◆ Excerpt:
* * *
$75K Given Away At Babson Challenge

The competitors of graduate challenge. Courtesy photo

The competitors of the graduate challenge. Courtesy photo

This past Thursday (April 16), teams of undergraduate and graduate students as well as alumni competed $20,000 grand prizes in the Babson Entrepreneurial Thought and Action (BETA) challenge. The event, which is in its fourth year, is hosted at Babson College’s Arthur M. Blank Center for Entrepreneurship.

Three semifinalist teams in each category presented their ventures to a panel of 10 judges and one from each category was selected for a $20,000 prize. “The teams did not make it easy for the judges,” says Janet Strimaitis, executive director of the Blank Center. She said the reason why is students this year did a great job of tapping into networks outside of the private business school.

“We don’t have engineering and science, but the students have gotten ideas outside of consumer products,” Strimaitis explains. “They’ve tapped into networks outside of Babson to tackle big problems. We had teams in the clean energy space. Another team tapped into the clean hands issue in medical environments.”

Indeed, they had ventures producing everything from a hand-hygiene measurement and analytic platform for medical facilities to a provider of clean energy to slums in developing countries to a tea company.

A RICH ENTREPRENEURIAL UPBRINGING

While the winners of the undergraduate and graduate categories are examples of the diversity of ideas in the challenge, they both personally come from a lineage of entrepreneurship. Hanson Grant, a junior at Babson, had the beginnings of his winning idea when he started a t-shirt company in high school. “I was experimenting with adhesives and dry erase coding, trying to invent a dry erase t-shirt,” Grant recalls.

When Grant graduated from high school he left the t-shirt company behind. But the entrepreneurial spirit stayed close. Both of his parents are entrepreneurs and self-employed and Grant wanted to follow their paths. He applied to a few East Coast schools but when he was accepted to his “reach school” of Babson, he decided to go.

It was during prof. Len Green’s Ultimate Entrepreneurial Challenge course when the second piece of his winning idea was put together. In the elective course, students are given ordinary objects and told to come up with out-of-the-box ideas with them.

“Our group was given a mug and told to make it into something entrepreneurial,” Grant says. “We made it into an optimism mug by cutting it off half way so it was always half full.”

Hanson Grant is a junior at Babson and won the undergraduate challenge. Courtesy photo

Hanson Grant is a junior at Babson and won the undergraduate challenge. Courtesy photo

‘THEY WENT BANANAS OVER IT’

As Grant was brainstorming ideas, he wanted a writing surface. So he took what he had learned from adhesives and dry erase surfaces and created a clear sheet of dry erase surface with an adhesive back. He put it on his dorm room desk. Soon others in the dorm started taking notice and asking about the product.

“They went bananas over it,” Grant says.

Suddenly, Grant had a product and a market. He called it Think Board. He soon realized college students don’t have a lot of money so he started reaching out to businesses. Companies can put their own logos on the Think Boards they but in their offices. Finally, Grant partnered with a local middle school to put Think Boards on the desks of students.

And that’s the market where Grant sees the most room for growth. He’s spent the past few weeks developing the product based on recommendations from teachers and students and will soon be introducing the product to other schools. “We hope to be in five middle schools by the end of the summer and 50 schools before fall semester begins and then nation-wide by 2016,” says Grant.
* * *
Point localization data
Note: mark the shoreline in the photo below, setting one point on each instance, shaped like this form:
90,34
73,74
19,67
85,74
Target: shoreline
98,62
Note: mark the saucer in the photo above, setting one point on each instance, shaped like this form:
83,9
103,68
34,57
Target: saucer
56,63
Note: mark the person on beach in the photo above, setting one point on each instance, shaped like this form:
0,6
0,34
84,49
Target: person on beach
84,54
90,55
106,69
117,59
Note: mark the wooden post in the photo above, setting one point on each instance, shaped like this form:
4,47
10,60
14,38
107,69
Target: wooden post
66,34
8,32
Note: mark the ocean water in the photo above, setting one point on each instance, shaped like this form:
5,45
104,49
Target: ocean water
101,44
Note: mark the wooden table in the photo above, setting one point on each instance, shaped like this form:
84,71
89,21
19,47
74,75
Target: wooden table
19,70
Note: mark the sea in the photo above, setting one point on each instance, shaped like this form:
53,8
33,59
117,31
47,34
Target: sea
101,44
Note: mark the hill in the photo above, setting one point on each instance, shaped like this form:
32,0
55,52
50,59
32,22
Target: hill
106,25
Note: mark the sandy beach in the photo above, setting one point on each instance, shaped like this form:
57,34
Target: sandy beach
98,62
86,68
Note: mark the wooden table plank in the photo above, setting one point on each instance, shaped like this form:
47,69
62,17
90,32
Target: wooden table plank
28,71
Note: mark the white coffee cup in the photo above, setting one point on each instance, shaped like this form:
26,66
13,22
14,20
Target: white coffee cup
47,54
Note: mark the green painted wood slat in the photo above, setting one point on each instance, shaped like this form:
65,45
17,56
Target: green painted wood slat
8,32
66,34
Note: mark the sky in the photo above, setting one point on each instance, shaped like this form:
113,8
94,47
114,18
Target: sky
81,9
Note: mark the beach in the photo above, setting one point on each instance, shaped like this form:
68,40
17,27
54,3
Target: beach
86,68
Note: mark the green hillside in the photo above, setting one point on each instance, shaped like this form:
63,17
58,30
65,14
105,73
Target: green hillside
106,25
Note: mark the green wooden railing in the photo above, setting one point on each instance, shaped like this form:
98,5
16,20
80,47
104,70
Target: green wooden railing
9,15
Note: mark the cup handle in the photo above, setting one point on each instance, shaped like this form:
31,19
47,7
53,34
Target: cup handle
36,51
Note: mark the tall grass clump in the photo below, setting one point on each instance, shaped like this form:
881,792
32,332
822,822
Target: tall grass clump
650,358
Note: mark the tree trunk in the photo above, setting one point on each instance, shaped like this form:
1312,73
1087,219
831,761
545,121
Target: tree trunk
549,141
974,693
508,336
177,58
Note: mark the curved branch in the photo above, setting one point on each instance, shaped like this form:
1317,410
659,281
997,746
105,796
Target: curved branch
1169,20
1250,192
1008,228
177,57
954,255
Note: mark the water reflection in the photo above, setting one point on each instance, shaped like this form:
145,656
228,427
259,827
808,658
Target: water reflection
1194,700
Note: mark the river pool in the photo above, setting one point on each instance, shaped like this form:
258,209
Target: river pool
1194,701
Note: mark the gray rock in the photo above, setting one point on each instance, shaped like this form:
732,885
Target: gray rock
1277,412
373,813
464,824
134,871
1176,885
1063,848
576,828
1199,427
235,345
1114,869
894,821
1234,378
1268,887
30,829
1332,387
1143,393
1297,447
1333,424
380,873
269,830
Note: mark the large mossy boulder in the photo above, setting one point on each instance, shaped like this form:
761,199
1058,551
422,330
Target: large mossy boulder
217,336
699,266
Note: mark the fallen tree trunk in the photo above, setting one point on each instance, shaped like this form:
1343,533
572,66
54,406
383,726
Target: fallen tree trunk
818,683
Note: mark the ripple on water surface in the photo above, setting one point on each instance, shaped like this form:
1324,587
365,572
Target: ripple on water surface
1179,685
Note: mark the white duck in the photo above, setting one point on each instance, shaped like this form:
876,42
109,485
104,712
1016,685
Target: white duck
* * *
Return the passage of the Babson challenge article from "This past Thursday" up to and including "Center for Entrepreneurship.", copied word for word. Rely only on the article about the Babson challenge, not on the data.

◆ Answer to the exercise:
This past Thursday (April 16), teams of undergraduate and graduate students as well as alumni competed $20,000 grand prizes in the Babson Entrepreneurial Thought and Action (BETA) challenge. The event, which is in its fourth year, is hosted at Babson College’s Arthur M. Blank Center for Entrepreneurship.